• **Prompt**
Rewrite the entries from the line containing "Please mark the region of every instance of the woman's" through the line containing "[[[93,74],[83,69],[78,76],[75,97],[90,97],[99,90],[101,84]]]", changing "Segments" to "Outlines" and keeping everything else unchanged.

● ● ●

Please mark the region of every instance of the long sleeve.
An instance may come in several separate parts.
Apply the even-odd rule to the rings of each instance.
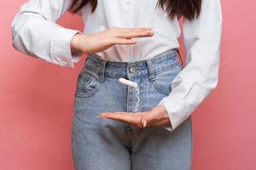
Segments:
[[[172,92],[159,105],[168,112],[173,131],[217,87],[222,34],[220,0],[202,0],[201,13],[192,21],[183,20],[186,66],[172,82]]]
[[[28,0],[11,23],[13,47],[29,56],[73,68],[82,54],[72,54],[70,41],[78,30],[56,21],[68,9],[72,0]]]

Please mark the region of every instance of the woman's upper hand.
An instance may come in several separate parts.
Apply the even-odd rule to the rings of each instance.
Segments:
[[[104,51],[115,44],[130,45],[137,42],[132,38],[152,37],[154,30],[148,27],[110,27],[94,34],[76,34],[71,40],[72,53],[94,54]]]

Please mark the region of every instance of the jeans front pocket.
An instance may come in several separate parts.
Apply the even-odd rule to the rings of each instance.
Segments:
[[[181,70],[182,68],[177,63],[172,68],[157,73],[155,75],[155,80],[153,81],[154,88],[160,93],[168,95],[172,91],[172,82]]]
[[[93,74],[83,69],[78,76],[75,97],[90,97],[99,90],[101,84]]]

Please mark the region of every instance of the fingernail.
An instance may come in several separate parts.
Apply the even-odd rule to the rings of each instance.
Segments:
[[[143,121],[143,128],[145,128],[145,127],[146,127],[146,125],[147,125],[147,121],[146,121],[146,120],[144,120],[144,121]]]
[[[97,116],[97,117],[101,117],[101,118],[107,118],[106,116],[102,116],[102,115],[97,115],[96,116]]]

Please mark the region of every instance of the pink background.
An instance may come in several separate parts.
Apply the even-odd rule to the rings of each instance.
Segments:
[[[0,169],[70,170],[73,94],[85,55],[69,69],[15,51],[10,22],[25,2],[0,1]],[[223,1],[219,82],[193,114],[194,170],[256,169],[255,8],[253,0]],[[83,28],[70,14],[59,23]]]

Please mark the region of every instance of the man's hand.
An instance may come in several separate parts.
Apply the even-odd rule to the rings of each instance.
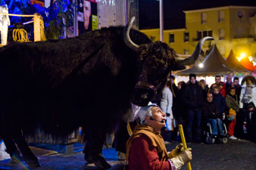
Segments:
[[[181,166],[183,166],[184,164],[187,163],[192,159],[192,156],[191,150],[191,148],[187,148],[178,156],[170,159],[170,160],[173,162],[176,168],[180,169]]]
[[[183,151],[184,150],[184,147],[183,144],[180,144],[176,147],[174,150],[173,150],[171,152],[168,153],[169,158],[173,158],[174,156],[176,156],[180,155]]]

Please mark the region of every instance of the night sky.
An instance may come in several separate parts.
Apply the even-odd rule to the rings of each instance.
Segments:
[[[213,7],[243,5],[256,6],[255,0],[164,0],[164,29],[185,27],[184,10]],[[139,1],[139,29],[159,28],[159,2]]]

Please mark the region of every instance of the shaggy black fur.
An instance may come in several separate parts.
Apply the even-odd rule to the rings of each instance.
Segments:
[[[14,139],[38,128],[64,137],[82,126],[86,140],[103,140],[130,108],[145,61],[148,81],[155,86],[171,69],[183,68],[167,45],[151,44],[132,29],[132,40],[146,44],[134,51],[125,45],[123,31],[110,27],[1,48],[0,137]]]

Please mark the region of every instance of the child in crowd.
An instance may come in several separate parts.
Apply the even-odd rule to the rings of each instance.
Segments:
[[[225,113],[226,101],[225,98],[220,94],[219,88],[217,87],[214,88],[213,96],[214,101],[216,102],[218,106],[220,114],[222,115],[223,113]]]
[[[228,113],[226,114],[228,120],[227,133],[229,136],[229,139],[236,140],[237,138],[234,136],[234,129],[236,113],[239,111],[239,105],[235,88],[230,88],[229,93],[226,97],[226,104],[228,110]]]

● ● ●

• **Result of this exercise**
Please mark the region of every instance of the woman's upper hand.
An instance may come in several separate parts.
Apply the even-odd rule to the rings of each instance.
Outlines:
[[[104,51],[115,44],[130,45],[137,42],[132,38],[152,37],[154,30],[148,27],[110,27],[94,34],[76,34],[71,40],[72,53],[94,54]]]

Please mark the region of every instance of the jeans front pocket.
An instance may come in several separate parts.
Apply the even-odd rule to the rings of each instance.
Outlines:
[[[181,70],[182,68],[177,63],[172,68],[157,73],[155,75],[155,80],[153,81],[154,88],[160,93],[168,95],[172,91],[172,82]]]
[[[93,74],[83,69],[78,76],[75,97],[90,97],[99,90],[101,84]]]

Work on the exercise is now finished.